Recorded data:

--

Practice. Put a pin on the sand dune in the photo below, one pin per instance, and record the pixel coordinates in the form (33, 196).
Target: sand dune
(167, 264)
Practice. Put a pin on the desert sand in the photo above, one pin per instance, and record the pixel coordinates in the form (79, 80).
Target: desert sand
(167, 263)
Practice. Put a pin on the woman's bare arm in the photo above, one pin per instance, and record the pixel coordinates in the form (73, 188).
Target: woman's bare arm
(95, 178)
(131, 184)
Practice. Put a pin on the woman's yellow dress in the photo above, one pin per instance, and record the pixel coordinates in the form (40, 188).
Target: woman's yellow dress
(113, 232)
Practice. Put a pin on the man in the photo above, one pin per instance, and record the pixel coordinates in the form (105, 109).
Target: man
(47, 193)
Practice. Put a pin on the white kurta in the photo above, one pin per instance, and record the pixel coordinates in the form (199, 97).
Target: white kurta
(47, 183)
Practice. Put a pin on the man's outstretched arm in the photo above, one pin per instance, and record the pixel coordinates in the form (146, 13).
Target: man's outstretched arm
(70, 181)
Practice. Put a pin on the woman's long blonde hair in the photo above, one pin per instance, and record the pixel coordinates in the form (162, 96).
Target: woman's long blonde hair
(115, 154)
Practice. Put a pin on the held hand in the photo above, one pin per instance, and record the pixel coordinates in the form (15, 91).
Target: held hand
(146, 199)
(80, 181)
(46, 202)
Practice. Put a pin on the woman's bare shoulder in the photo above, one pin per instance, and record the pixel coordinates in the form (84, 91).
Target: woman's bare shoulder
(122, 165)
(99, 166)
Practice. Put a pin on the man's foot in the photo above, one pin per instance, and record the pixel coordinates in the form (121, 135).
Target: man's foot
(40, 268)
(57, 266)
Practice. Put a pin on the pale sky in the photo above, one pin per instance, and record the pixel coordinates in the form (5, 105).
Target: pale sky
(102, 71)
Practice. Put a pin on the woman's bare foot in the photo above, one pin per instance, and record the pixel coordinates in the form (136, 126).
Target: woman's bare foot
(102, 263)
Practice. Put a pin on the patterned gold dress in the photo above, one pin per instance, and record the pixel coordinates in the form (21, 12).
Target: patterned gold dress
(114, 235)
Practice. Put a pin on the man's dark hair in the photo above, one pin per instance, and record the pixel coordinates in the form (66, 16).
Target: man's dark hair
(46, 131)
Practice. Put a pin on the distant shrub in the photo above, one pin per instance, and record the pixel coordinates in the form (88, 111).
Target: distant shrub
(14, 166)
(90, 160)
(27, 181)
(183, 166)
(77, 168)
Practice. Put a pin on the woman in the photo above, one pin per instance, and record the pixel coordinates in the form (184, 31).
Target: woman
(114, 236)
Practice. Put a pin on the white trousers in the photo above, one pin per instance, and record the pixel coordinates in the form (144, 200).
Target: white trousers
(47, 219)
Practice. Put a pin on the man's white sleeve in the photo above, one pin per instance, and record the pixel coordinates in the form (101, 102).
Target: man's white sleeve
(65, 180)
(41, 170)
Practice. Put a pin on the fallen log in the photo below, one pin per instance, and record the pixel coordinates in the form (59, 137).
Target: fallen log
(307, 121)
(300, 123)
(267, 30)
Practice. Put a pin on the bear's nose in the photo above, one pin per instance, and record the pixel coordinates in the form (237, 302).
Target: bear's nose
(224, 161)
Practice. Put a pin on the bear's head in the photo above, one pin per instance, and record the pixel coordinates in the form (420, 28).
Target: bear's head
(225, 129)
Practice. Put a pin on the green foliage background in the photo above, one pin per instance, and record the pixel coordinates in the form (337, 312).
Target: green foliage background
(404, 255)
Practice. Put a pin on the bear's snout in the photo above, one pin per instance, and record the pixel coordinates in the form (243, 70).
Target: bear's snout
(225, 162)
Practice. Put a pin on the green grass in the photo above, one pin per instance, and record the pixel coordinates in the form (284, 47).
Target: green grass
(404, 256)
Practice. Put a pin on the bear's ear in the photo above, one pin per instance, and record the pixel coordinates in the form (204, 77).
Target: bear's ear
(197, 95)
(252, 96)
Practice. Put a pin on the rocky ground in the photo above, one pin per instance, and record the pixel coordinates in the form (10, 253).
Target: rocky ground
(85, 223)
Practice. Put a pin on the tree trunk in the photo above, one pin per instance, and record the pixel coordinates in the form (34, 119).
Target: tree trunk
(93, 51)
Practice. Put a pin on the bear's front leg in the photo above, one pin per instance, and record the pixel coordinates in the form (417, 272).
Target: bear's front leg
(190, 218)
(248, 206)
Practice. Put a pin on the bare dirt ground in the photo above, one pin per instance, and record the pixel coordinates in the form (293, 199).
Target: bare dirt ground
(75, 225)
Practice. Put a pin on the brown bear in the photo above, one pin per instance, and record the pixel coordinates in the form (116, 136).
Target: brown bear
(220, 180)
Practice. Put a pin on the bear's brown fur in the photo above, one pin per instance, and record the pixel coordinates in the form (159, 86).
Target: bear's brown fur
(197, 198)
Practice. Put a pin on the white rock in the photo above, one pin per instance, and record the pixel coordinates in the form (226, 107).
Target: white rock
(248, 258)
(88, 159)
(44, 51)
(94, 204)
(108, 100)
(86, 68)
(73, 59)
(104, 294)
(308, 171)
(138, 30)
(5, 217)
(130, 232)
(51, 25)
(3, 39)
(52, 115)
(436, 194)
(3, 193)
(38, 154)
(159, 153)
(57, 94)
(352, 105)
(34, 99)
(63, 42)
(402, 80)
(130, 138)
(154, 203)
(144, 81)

--

Every line above that carries the string "below" should be copied.

Practice. Put a pin on the sand dune in the photo below, one pin per instance, and record the pixel coordinates in the form (33, 196).
Practice. Put a pin on the fallen log in the photo below, one pin per instance, and record the pixel coordinates in the form (59, 137).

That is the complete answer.